Selected extract »
:::

Note: Jean Paterson has been known for many years as "Jane Patterson" to a number of RBFO family members. However, recent research has shown her original name as "Jean Paterson". For example, the Barony Parish Record (Scotland) and the LDS Church Extraction Program lists her name as "Jean Paterson." Therefore, RBFO Genealogists now list her name as "Jean (Jane) Paterson" in the RBFO Genealogical Database.
Historical Memorial added to the Graves of
Thomas Brough & Jane Paterson in July 2012
In February 2012, members of the BFO Research Committee proposed the placement of a new "discrete low-lying memorial stone" that would lay on the ground but be positioned on a slight angle within the fenced portion of the grave of Thomas and Jane Brough, and which would contain the following specific information about them and their pioneer contributions to Porterville:
THOMAS BROUGH WAS BORN IN LONGTON, STAFFORDSHIRE, ENGLAND, ON 22 OCT. 1832, AND CHRISTENED AT ST. JOHN, LONGTON, ON 11 NOV. 1832. THOMAS MARRIED JANE PATERSON ON 9 NOV. 1851 IN ST. PETERS CHURCH, STOKE-UPON-TRENT, STAFFORDSHIRE, ENGLAND. THOMAS JOINED THE LDS CHURCH IN ENGLAND IN 1848, AND JANE JOINED IN 1853. IN 1856 THEY EMIGRATED TO THE UNITED STATES, WHERE THEY LIVED IN ILLINOIS FOR SEVEN YEARS. IN 1864 THEY LEFT ILLINOIS AND TRAVELED BY WAGON TRAIN TO UTAH, EVENTUALLY SETTLING IN PORTERVILLE. THEY HAD EIGHT CHILDREN: THOMAS, MARTHA JANE, WILLIAM GEORGE, SAMUEL RICHARD, ADRIA ELIZABETH, MARY ANN, EMILY ELLEN AND ALICE ELIZA. THOMAS WAS A BRICKMAKER AND MADE BRICKS THAT WERE USED IN CONSTRUCTING A NUMBER OF BUILDINGS IN PORTERVILLE AND KAYSVILLE, UTAH. HE ALSO SERVED AS THE FIRST BISHOP OF THE LDS WEST PORTERVILLE WARD FROM 1877 UNTIL HIS DEATH IN 1882. HE DIED ON 6 MAY 1882. JANE PATERSON WAS BORN ON 12 APRIL 1830 AND CHRISTENED AS "JEAN PATERSON" ON 9 MAY 1830 IN BARONY, LANARKSHIRE, SCOTLAND. JANE PATERSON PRACTICED MIDWIFERY AND NURSING FOR THIRTY-ONE YEARS IN PORTERVILLE AND NEARBY AREAS. SHE DIED ON 6 AUG. 1903. THOMAS AND JANE BROUGH ARE BOTH BURIED IN PORTERVILLE, MORGAN CO., UTAH. THIS MEMORIAL STONE WAS PLACED HERE IN 2012 BY THE BROUGH FAMILY ORGANIZATION (WWW.BROUGHFAMILY.ORG).

:::

Task requirements »
In the text about the Brough memorial above, please condense the paragraph beginning "Note: Jean Paterson has been known" into two sentences that keep its main facts.

Provided data »

:::

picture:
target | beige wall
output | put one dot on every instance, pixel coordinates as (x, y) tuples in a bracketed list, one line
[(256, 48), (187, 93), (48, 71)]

:::

Solved problem »
For many years some RBFO family members knew her as "Jane Patterson," but recent research shows her original name was "Jean Paterson." Records such as the Barony Parish Record (Scotland) and the LDS Church Extraction Program support this, so RBFO Genealogists now list her as "Jean (Jane) Paterson" in the RBFO Genealogical Database.